Exercise
Which lines run from the one containing "Give the innermost point of each instance of the grey" through the end of the material? Transcribe them word for word, and only them.

*** Begin section ***

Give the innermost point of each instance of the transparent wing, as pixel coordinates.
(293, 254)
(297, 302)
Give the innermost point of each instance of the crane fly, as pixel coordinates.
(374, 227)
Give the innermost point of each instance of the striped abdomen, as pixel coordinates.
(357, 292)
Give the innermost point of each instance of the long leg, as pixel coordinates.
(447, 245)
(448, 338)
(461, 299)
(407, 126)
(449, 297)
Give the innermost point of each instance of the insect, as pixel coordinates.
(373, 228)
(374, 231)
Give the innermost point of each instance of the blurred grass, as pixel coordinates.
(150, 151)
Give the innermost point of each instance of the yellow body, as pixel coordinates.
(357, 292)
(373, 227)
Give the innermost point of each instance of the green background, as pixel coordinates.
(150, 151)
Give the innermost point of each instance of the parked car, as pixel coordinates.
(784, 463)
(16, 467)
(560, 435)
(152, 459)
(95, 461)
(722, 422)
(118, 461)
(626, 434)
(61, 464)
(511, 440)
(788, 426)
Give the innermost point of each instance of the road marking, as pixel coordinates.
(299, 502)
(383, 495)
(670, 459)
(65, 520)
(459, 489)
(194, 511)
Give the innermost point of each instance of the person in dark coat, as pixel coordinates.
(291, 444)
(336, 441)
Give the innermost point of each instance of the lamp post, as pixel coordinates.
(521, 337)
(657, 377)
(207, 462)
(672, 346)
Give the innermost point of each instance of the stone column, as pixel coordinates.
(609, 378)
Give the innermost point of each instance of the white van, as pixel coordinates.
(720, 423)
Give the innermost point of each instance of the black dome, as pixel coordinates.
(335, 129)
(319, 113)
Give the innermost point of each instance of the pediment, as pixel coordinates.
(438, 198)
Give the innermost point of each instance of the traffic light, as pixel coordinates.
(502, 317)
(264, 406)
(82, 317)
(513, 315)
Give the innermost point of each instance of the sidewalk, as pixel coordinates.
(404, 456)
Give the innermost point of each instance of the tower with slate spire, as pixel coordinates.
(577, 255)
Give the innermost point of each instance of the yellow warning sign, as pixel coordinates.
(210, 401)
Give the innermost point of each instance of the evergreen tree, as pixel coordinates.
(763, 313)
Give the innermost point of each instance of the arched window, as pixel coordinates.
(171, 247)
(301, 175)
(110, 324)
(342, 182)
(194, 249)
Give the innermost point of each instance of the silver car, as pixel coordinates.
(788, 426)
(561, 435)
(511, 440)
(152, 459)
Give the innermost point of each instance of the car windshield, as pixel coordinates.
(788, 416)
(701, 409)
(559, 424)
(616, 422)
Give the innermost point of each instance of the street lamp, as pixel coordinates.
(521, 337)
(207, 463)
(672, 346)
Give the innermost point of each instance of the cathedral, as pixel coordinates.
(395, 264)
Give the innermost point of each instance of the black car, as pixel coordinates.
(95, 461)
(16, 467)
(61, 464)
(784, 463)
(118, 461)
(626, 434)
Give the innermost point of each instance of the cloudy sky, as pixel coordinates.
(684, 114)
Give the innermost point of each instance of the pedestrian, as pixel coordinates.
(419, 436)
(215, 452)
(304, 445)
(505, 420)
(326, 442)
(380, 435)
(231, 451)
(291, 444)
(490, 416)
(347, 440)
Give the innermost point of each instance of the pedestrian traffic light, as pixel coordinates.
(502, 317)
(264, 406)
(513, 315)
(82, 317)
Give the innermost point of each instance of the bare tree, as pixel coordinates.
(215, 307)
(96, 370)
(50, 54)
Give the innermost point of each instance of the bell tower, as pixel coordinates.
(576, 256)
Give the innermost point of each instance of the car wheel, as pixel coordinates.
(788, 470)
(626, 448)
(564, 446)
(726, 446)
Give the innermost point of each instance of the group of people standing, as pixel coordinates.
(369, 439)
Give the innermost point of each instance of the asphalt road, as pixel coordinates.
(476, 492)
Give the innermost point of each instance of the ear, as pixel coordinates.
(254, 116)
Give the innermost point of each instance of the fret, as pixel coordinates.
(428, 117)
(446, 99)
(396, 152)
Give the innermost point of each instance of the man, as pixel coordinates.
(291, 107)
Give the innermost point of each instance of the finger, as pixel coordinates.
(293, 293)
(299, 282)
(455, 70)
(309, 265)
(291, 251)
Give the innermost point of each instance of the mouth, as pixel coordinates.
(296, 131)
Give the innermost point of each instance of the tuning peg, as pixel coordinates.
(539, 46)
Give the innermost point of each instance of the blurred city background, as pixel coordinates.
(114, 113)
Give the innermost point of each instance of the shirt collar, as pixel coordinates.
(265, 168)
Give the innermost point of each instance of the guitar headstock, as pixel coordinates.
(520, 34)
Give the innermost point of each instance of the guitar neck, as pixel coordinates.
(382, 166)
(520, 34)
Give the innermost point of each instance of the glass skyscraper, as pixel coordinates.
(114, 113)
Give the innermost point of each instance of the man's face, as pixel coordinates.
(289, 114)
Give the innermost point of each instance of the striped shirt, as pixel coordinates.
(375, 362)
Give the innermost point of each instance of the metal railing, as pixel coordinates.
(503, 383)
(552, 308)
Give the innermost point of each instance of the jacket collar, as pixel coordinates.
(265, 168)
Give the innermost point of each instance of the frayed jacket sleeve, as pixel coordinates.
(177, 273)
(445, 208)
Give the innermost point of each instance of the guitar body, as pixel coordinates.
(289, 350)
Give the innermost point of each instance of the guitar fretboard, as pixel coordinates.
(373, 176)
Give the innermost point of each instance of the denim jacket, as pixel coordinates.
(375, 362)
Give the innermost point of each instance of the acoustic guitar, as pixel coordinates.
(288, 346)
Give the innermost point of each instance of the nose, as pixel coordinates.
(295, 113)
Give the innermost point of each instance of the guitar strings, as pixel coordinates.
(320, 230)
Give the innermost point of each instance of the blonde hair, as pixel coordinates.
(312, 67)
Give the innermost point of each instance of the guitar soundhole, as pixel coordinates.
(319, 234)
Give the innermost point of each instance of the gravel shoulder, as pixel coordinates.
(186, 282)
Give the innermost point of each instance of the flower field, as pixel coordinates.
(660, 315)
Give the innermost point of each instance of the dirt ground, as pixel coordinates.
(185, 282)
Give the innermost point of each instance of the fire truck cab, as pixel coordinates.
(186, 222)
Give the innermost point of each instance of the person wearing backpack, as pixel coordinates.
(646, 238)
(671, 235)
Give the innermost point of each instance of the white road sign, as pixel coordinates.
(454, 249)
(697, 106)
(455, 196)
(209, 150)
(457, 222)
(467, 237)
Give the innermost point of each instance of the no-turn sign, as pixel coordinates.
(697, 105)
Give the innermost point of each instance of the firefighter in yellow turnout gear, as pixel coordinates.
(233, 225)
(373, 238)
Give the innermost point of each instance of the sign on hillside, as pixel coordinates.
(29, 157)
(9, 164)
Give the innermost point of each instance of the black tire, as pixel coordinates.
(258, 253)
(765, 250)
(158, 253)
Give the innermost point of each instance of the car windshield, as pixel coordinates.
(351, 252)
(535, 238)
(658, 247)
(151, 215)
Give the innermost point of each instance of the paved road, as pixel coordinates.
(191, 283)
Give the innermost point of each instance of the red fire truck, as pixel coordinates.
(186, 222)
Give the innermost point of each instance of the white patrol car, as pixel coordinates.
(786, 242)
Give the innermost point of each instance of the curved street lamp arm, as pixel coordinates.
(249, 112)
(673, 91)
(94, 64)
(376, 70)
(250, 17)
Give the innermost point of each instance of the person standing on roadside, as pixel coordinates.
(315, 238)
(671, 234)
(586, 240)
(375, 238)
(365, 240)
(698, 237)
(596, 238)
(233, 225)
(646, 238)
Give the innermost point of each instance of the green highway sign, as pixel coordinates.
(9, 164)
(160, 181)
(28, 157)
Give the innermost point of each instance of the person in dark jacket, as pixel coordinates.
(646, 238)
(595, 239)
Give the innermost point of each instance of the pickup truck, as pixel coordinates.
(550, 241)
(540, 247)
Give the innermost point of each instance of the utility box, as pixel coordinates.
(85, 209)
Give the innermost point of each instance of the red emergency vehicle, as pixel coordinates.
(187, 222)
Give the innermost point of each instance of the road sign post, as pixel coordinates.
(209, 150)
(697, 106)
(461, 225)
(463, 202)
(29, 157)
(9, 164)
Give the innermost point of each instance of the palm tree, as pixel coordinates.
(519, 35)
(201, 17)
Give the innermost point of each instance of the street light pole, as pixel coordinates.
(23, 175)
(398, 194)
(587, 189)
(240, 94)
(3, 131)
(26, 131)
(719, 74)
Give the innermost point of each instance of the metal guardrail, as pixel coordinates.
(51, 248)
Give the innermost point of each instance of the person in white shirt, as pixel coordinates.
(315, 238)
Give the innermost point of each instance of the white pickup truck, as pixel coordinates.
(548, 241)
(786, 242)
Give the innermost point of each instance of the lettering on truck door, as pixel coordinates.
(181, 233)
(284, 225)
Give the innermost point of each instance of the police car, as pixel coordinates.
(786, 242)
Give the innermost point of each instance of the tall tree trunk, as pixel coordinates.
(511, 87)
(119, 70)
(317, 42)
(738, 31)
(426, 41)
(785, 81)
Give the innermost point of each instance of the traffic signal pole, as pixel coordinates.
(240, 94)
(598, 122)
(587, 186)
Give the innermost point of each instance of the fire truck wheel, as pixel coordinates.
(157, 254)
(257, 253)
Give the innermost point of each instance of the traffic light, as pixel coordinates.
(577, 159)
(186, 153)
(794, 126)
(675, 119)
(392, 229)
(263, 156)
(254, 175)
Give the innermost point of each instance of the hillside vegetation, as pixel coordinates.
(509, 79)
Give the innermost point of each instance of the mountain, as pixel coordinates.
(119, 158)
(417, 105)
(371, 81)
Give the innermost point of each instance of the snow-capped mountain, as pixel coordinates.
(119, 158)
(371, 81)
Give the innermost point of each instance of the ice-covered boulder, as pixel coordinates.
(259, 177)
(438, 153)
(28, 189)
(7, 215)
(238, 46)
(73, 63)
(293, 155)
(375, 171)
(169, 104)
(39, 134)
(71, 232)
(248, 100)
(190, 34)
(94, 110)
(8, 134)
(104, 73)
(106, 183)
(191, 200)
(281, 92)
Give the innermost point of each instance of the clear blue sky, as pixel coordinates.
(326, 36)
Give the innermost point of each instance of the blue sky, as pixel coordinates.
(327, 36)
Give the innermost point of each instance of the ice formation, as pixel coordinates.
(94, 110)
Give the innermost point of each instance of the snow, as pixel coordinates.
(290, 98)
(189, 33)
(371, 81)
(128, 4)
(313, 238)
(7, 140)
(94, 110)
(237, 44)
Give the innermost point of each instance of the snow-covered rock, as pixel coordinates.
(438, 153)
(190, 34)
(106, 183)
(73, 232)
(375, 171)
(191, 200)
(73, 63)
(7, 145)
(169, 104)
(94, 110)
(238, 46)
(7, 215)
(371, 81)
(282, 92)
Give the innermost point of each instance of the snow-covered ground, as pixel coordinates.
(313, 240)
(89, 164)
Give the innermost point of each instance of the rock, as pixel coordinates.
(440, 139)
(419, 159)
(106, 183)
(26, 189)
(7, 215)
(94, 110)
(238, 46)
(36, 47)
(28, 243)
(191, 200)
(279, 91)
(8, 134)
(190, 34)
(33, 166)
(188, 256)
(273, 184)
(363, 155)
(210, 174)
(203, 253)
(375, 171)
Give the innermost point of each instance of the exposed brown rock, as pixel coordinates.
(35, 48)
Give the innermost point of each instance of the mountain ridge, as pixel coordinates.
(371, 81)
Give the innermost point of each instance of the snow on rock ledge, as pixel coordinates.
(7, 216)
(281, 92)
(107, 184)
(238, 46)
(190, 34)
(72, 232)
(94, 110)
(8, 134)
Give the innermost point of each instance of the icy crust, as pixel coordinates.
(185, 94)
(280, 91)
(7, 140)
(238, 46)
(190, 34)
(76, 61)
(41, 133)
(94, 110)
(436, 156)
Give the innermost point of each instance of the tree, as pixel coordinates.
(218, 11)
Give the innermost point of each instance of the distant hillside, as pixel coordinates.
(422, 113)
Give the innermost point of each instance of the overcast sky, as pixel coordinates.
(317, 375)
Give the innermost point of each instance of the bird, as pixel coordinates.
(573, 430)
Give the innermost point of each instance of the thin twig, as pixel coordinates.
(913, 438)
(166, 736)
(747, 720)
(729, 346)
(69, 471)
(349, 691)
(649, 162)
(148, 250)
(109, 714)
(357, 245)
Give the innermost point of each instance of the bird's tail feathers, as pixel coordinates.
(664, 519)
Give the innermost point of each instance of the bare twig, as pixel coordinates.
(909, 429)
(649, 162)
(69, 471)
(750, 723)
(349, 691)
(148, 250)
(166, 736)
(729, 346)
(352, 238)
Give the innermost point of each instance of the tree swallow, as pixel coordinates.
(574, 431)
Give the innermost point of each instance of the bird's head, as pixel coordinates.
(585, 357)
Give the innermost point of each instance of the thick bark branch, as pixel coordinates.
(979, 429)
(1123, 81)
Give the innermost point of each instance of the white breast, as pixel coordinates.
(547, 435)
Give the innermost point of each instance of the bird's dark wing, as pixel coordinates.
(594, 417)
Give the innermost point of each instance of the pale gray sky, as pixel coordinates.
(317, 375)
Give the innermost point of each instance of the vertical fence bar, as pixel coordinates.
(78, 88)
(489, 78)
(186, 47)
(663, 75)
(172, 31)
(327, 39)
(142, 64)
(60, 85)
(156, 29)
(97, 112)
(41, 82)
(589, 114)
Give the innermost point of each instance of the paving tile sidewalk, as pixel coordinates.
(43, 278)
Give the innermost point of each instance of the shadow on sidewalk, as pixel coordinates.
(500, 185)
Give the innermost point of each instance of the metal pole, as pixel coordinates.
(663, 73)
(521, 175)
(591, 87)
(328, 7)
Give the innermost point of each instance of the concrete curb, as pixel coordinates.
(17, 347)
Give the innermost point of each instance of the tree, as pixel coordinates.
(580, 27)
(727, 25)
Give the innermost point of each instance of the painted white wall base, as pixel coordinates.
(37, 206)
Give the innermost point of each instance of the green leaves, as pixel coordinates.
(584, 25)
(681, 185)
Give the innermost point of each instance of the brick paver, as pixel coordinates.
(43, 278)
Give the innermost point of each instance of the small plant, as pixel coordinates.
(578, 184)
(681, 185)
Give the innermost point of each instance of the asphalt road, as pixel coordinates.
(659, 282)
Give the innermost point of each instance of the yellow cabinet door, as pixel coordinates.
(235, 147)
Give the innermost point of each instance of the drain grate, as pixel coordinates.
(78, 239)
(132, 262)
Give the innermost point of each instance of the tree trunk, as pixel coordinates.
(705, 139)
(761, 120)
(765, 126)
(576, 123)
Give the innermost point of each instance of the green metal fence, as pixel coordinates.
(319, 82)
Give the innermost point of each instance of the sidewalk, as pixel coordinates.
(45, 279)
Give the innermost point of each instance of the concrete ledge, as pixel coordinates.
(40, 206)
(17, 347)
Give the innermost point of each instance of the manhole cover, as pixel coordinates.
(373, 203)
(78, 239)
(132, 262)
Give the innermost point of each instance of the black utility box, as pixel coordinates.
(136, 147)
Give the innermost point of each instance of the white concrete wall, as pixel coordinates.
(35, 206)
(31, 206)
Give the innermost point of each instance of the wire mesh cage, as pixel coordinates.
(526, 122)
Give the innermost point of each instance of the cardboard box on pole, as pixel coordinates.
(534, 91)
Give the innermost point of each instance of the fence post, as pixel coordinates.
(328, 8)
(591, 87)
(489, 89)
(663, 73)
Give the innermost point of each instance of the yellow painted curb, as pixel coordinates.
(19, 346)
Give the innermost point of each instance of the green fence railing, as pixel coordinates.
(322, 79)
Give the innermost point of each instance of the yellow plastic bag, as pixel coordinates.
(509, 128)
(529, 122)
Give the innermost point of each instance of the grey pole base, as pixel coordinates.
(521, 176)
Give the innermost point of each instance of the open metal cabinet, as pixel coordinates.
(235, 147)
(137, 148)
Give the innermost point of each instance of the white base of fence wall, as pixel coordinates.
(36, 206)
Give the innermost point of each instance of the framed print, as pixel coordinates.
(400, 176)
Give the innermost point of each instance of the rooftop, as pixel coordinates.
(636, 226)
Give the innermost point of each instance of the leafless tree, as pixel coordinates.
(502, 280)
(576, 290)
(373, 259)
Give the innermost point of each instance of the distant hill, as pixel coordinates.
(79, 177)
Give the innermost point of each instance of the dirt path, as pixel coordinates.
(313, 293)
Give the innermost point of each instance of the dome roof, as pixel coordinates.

*** End section ***

Answer section
Give the innermost point of each instance of the grey pole base, as pixel coordinates.
(521, 176)
Give the innermost point of each instance of the open metal cabinet, as pixel coordinates.
(235, 147)
(137, 148)
Give the innermost point of each instance of the white base of fence wall, as pixel coordinates.
(36, 206)
Give the innermost point of each instance of the framed print, as pixel coordinates.
(400, 176)
Give the innermost point of each instance of the rooftop, as pixel coordinates.
(636, 226)
Give the innermost point of each instance of the leafless tree, as pixel coordinates.
(502, 280)
(576, 290)
(373, 259)
Give the innermost point of each instance of the distant hill, as pixel coordinates.
(79, 177)
Give the innermost point of each instance of the dirt path, as pixel coordinates.
(313, 293)
Give the innermost point of each instance of the dome roof, as pixel coordinates.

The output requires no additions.